§ **TASK GOAL**: Turn the lines below, starting with the first one and going on through the line with "box: [178, 104, 278, 203]", into a JSON list of strings with one string per line and both of those lines included. Skip blank lines, and leave the pictures out of your answer.

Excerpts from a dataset
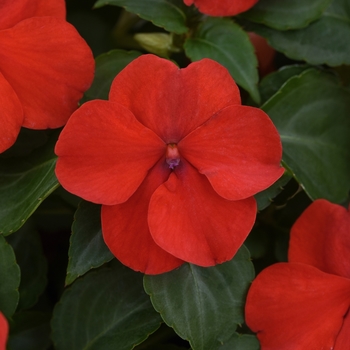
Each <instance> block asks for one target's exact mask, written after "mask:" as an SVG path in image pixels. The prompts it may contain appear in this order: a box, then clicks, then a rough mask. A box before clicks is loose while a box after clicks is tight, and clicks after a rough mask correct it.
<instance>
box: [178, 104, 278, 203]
mask: <svg viewBox="0 0 350 350" xmlns="http://www.w3.org/2000/svg"><path fill="white" fill-rule="evenodd" d="M178 148H179V151H180V154H181V155H182V156H184V157H185V158H186V159H187V160H188V161H189V162H191V163H192V165H194V166H195V167H196V168H197V169H198V171H199V172H200V173H201V174H204V175H206V176H207V178H208V179H209V181H210V183H211V184H212V186H213V187H214V189H215V191H216V192H217V193H218V194H219V195H220V196H222V197H224V198H226V199H230V200H240V199H244V198H247V197H250V196H253V195H254V194H256V193H257V192H260V191H262V190H264V189H266V188H267V187H269V186H270V185H272V184H273V183H274V182H275V181H276V180H277V179H278V178H279V177H281V176H282V174H283V172H284V169H283V168H281V167H280V165H279V163H280V161H281V157H282V146H281V141H280V137H279V135H278V132H277V130H276V128H275V127H274V125H273V124H272V122H271V120H270V119H269V117H268V116H267V115H266V114H265V113H264V112H263V111H262V110H260V109H258V108H253V107H247V106H238V105H236V106H229V107H227V108H225V109H223V110H221V111H220V112H219V113H218V114H216V115H215V116H213V117H212V118H211V119H210V120H208V121H207V122H206V123H205V124H203V125H202V126H201V127H199V128H197V129H196V130H194V131H193V132H192V133H191V134H189V135H188V136H187V137H186V138H184V139H183V140H182V141H181V142H180V143H179V144H178Z"/></svg>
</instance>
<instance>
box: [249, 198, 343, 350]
mask: <svg viewBox="0 0 350 350" xmlns="http://www.w3.org/2000/svg"><path fill="white" fill-rule="evenodd" d="M349 310H350V212H349V211H348V210H346V209H345V208H344V207H342V206H340V205H336V204H332V203H330V202H328V201H326V200H323V199H320V200H316V201H315V202H314V203H312V204H311V205H310V206H309V207H308V208H307V209H306V210H305V212H304V213H303V214H302V215H301V216H300V218H299V219H298V220H297V221H296V223H295V224H294V226H293V227H292V230H291V239H290V246H289V263H279V264H275V265H272V266H270V267H268V268H267V269H265V270H264V271H262V272H261V273H260V274H259V275H258V277H257V278H256V279H255V280H254V281H253V284H252V286H251V288H250V290H249V293H248V298H247V303H246V321H247V324H248V326H249V327H250V328H251V329H252V330H253V331H254V332H257V336H258V338H259V340H260V344H261V349H262V350H264V349H269V350H275V349H276V350H290V349H293V350H314V349H315V350H316V349H333V350H345V349H350V311H349Z"/></svg>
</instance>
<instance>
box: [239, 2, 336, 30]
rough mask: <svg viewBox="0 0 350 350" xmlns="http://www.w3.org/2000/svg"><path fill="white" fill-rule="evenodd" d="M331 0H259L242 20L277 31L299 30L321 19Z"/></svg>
mask: <svg viewBox="0 0 350 350" xmlns="http://www.w3.org/2000/svg"><path fill="white" fill-rule="evenodd" d="M331 1H332V0H308V1H305V0H283V1H280V0H259V1H258V3H257V4H256V5H255V6H254V7H253V8H252V9H250V10H249V11H247V12H245V13H244V14H242V17H243V18H246V19H249V20H250V21H253V22H257V23H261V24H264V25H266V26H268V27H271V28H274V29H277V30H288V29H299V28H303V27H306V26H307V25H308V24H309V23H311V22H313V21H315V20H316V19H318V18H319V17H321V15H322V13H323V11H324V10H325V9H326V8H327V6H328V5H329V4H330V3H331Z"/></svg>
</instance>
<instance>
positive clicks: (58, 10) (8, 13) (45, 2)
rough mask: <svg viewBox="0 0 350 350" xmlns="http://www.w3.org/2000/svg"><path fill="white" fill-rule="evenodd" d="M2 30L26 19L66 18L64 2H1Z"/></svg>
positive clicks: (1, 25)
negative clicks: (52, 17) (41, 16)
mask: <svg viewBox="0 0 350 350" xmlns="http://www.w3.org/2000/svg"><path fill="white" fill-rule="evenodd" d="M0 13H1V18H0V30H2V29H7V28H11V27H13V26H14V25H16V24H17V23H18V22H20V21H23V20H24V19H27V18H30V17H36V16H40V17H41V16H54V17H58V18H61V19H65V18H66V6H65V1H64V0H35V1H33V0H20V1H18V0H17V1H13V0H1V1H0Z"/></svg>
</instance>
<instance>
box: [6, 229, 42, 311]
mask: <svg viewBox="0 0 350 350" xmlns="http://www.w3.org/2000/svg"><path fill="white" fill-rule="evenodd" d="M8 242H9V243H10V244H11V246H12V248H13V250H14V251H15V254H16V258H17V262H18V264H19V267H20V269H21V283H20V286H19V294H20V300H19V304H18V309H27V308H30V307H31V306H33V305H35V303H36V302H37V300H38V297H39V296H40V295H41V293H42V292H43V291H44V289H45V286H46V283H47V278H46V273H47V262H46V258H45V257H44V255H43V251H42V246H41V240H40V236H39V234H38V233H37V232H36V231H35V229H34V228H33V227H32V226H31V225H30V223H29V222H27V224H26V225H24V226H23V227H22V228H21V229H20V230H19V231H17V232H16V233H14V234H13V235H11V236H9V237H8Z"/></svg>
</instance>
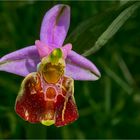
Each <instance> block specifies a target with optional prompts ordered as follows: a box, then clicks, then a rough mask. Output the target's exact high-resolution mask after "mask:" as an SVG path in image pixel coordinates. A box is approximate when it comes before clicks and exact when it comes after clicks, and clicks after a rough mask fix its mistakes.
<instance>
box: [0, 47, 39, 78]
mask: <svg viewBox="0 0 140 140" xmlns="http://www.w3.org/2000/svg"><path fill="white" fill-rule="evenodd" d="M39 62H40V57H39V54H38V51H37V49H36V46H29V47H26V48H23V49H20V50H17V51H15V52H12V53H9V54H7V55H5V56H3V57H2V58H1V59H0V71H6V72H10V73H14V74H17V75H20V76H26V75H27V74H29V73H31V72H34V71H36V70H37V64H38V63H39Z"/></svg>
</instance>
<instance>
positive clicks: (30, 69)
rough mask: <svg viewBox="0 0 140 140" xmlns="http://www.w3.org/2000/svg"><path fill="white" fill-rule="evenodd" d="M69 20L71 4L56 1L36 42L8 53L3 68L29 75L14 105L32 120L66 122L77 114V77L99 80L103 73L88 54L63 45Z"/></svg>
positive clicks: (11, 70) (1, 62)
mask: <svg viewBox="0 0 140 140" xmlns="http://www.w3.org/2000/svg"><path fill="white" fill-rule="evenodd" d="M69 23H70V8H69V6H67V5H56V6H54V7H53V8H52V9H50V10H49V11H48V12H47V13H46V14H45V17H44V19H43V22H42V26H41V32H40V40H37V41H35V45H32V46H29V47H26V48H24V49H21V50H18V51H15V52H13V53H10V54H8V55H5V56H4V57H2V58H1V59H0V70H2V71H7V72H11V73H14V74H17V75H21V76H26V77H25V79H24V80H23V82H22V86H21V89H20V92H19V94H18V97H17V100H16V105H15V109H16V112H17V113H18V115H20V116H21V117H22V118H23V119H25V120H27V121H29V122H33V123H36V122H41V123H42V124H45V125H51V124H55V125H56V126H63V125H66V124H68V123H71V122H73V121H75V120H76V119H77V118H78V111H77V107H76V104H75V100H74V81H73V79H74V80H97V79H98V78H99V77H100V73H99V71H98V69H97V68H96V66H95V65H94V64H93V63H92V62H90V61H89V60H88V59H86V58H85V57H83V56H81V55H79V54H77V53H76V52H74V51H72V50H71V49H72V45H71V44H66V45H64V46H63V42H64V39H65V37H66V34H67V31H68V28H69Z"/></svg>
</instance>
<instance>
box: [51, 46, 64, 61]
mask: <svg viewBox="0 0 140 140" xmlns="http://www.w3.org/2000/svg"><path fill="white" fill-rule="evenodd" d="M62 56H63V54H62V51H61V49H60V48H57V49H54V50H53V51H52V53H51V55H50V60H51V63H52V64H57V63H58V61H59V59H60V58H62Z"/></svg>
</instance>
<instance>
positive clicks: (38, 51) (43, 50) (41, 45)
mask: <svg viewBox="0 0 140 140" xmlns="http://www.w3.org/2000/svg"><path fill="white" fill-rule="evenodd" d="M35 45H36V47H37V50H38V53H39V56H40V58H43V57H45V56H48V55H49V54H50V53H51V51H52V49H51V48H50V47H49V46H47V45H46V44H44V43H42V42H41V41H40V40H36V41H35Z"/></svg>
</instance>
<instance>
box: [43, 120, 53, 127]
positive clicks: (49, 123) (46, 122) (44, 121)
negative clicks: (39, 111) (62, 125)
mask: <svg viewBox="0 0 140 140" xmlns="http://www.w3.org/2000/svg"><path fill="white" fill-rule="evenodd" d="M41 123H42V124H43V125H46V126H50V125H53V124H54V123H55V121H54V120H42V121H41Z"/></svg>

§ **SOLUTION TO THE EXERCISE**:
[
  "Each <instance> block asks for one target's exact mask, written after \"mask:\" as an SVG path in image pixels. The prompts it may contain appear in this order: a box, then clicks, then a rough mask. A box before clicks is loose while a box after clicks is tight, and clicks after a rough mask correct it.",
  "<instance>",
  "box: [178, 104, 278, 203]"
]